[Start of MATERIAL FOR THE TASK]
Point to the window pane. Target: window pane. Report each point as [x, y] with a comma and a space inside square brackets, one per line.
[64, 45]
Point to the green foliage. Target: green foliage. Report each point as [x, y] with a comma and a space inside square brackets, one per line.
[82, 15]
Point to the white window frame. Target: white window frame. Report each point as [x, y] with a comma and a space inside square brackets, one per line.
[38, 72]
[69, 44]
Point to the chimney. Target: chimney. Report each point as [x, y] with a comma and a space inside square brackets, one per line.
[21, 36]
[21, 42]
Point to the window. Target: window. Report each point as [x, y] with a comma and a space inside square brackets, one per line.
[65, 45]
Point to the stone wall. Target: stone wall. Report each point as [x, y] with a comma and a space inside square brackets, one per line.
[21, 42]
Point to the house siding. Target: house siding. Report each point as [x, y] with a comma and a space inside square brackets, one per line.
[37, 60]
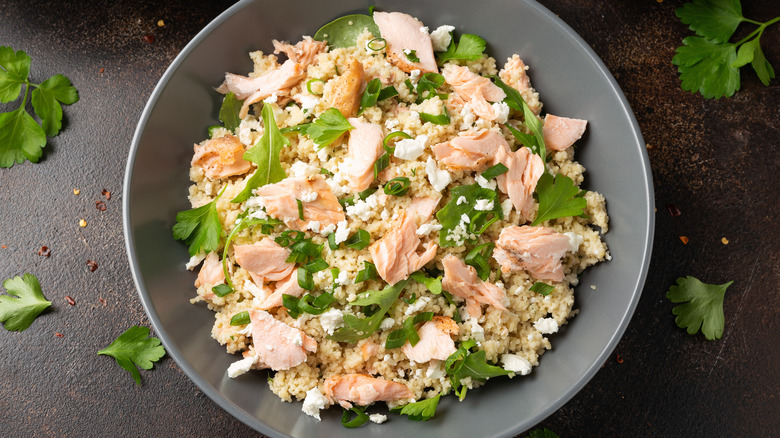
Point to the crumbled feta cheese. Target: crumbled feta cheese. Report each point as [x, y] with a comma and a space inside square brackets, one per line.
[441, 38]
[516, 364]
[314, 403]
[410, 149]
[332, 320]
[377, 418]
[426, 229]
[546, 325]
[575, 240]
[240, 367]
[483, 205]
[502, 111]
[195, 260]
[End of MATERIAL FOR THE TASK]
[Start of MATERIAL FOR THE TASK]
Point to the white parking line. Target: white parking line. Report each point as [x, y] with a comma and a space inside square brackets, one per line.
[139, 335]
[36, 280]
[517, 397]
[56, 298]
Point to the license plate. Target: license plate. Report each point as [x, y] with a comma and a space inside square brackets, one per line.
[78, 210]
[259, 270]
[End of MATERIAL FOR THE TASK]
* _WHAT YOU ARE ASKED TO DO_:
Identify each line of the records that contains the word "inside", and copy every such line in full.

* _TASK SOLUTION_:
Point to the window pane. Target: window pane. Report each point as [x, y] with a comma and a space inside square brackets, one per line.
Point to the green foliage. Target: green foliage. Report each point as [x, y] with a comma and a space inside square brackets, one per line.
Point to the white window frame. Target: white window frame. Report each point as [x, y] with a comma and a space inside square brackets, one per line.
Point to the chimney. Target: chimney. Report each point as [x, y] with a comma and a space inside square brackets, one per line.
Point to the window. Target: window. Report each point as [x, y] with a comma and a space inside square brackets, one per line.
Point to the stone wall. Target: stone wall. Report each point as [x, y] with a comma and a space inside square brackets, one per line.
Point to the house siding. Target: house siding. Report each point as [x, y] with a comma and a space inside square brackets, one per line.
Point to the crumbled feta cheese. Target: crumbled feta cheese. Report each point as [x, y] with a comma and a space inside square brackets, one per line.
Point to the white parking line. Target: white parking line. Report each point as [x, y] with a comma and a space inside square brackets, one per line.
Point to the license plate. Target: license plate. Report each point as [x, y] with a comma and a space inside square brackets, one per line.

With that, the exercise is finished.